- [Problem to solve]:
Copy the data below word for word, beginning at the line that contains "Indicate the player's outstretched" and continuing through the final line.

- [Extracted records]:
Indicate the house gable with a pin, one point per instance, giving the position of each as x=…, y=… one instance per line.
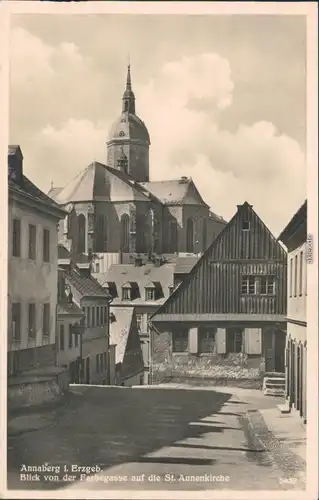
x=244, y=247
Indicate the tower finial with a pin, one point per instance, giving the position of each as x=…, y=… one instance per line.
x=128, y=96
x=128, y=78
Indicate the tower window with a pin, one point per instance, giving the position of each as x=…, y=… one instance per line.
x=190, y=236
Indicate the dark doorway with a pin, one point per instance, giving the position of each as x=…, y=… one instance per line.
x=274, y=350
x=87, y=370
x=280, y=343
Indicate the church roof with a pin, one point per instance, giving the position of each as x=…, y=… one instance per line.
x=175, y=192
x=100, y=183
x=129, y=126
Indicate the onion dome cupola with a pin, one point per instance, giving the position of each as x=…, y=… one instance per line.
x=129, y=137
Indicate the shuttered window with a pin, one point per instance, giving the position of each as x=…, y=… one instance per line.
x=139, y=318
x=16, y=321
x=32, y=241
x=180, y=340
x=16, y=237
x=32, y=322
x=46, y=245
x=291, y=277
x=61, y=337
x=206, y=340
x=234, y=340
x=248, y=285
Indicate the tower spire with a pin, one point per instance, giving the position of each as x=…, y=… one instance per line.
x=128, y=96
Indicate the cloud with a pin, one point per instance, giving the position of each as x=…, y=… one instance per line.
x=254, y=163
x=64, y=105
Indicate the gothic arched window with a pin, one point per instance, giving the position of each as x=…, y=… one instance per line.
x=172, y=237
x=81, y=233
x=125, y=233
x=190, y=235
x=204, y=235
x=101, y=237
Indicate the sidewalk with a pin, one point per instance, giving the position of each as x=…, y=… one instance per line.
x=288, y=429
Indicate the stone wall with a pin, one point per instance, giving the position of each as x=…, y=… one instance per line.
x=167, y=365
x=37, y=390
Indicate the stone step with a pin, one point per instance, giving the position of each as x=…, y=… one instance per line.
x=274, y=392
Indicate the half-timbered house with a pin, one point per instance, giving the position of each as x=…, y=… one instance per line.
x=231, y=309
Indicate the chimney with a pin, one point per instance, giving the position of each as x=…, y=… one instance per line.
x=84, y=269
x=138, y=261
x=15, y=164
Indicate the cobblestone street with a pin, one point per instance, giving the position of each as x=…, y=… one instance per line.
x=174, y=438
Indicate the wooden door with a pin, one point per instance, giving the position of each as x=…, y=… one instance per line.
x=269, y=349
x=280, y=343
x=87, y=371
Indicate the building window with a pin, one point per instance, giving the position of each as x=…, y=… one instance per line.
x=16, y=321
x=46, y=245
x=46, y=320
x=16, y=237
x=125, y=233
x=296, y=276
x=76, y=339
x=291, y=277
x=248, y=285
x=301, y=274
x=97, y=316
x=126, y=293
x=97, y=358
x=234, y=340
x=204, y=235
x=61, y=337
x=150, y=294
x=139, y=318
x=101, y=234
x=93, y=315
x=172, y=237
x=81, y=233
x=32, y=242
x=190, y=235
x=32, y=322
x=180, y=341
x=148, y=318
x=206, y=340
x=267, y=285
x=70, y=337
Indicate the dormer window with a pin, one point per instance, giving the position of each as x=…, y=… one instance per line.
x=126, y=291
x=150, y=292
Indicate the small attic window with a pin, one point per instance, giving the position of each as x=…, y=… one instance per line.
x=150, y=292
x=126, y=291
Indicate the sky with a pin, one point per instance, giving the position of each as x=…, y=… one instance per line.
x=223, y=98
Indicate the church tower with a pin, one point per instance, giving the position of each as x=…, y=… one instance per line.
x=129, y=141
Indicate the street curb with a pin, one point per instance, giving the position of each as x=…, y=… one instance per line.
x=291, y=466
x=50, y=411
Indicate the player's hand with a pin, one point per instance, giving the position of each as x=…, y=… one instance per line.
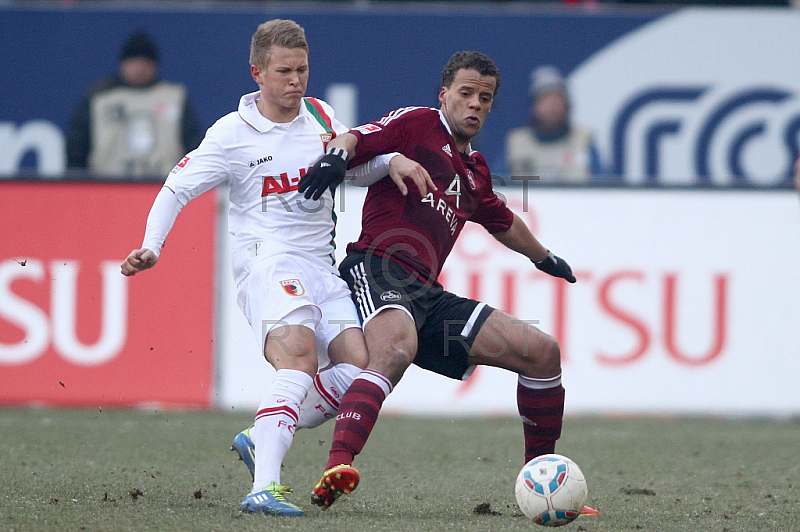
x=401, y=167
x=555, y=266
x=327, y=173
x=138, y=260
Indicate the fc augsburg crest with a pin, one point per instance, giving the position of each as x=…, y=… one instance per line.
x=326, y=138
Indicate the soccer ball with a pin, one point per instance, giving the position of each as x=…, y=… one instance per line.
x=551, y=490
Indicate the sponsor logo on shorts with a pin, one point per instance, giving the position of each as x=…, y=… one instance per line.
x=293, y=287
x=391, y=295
x=326, y=138
x=180, y=165
x=366, y=129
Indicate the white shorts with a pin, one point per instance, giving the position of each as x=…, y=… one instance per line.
x=291, y=289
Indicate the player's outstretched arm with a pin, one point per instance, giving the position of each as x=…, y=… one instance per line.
x=520, y=239
x=138, y=260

- [Right answer]:
Indicate the player's outstretched arm with a pin, one point per instance, giving the position of each as x=…, y=… one instance per line.
x=520, y=239
x=138, y=260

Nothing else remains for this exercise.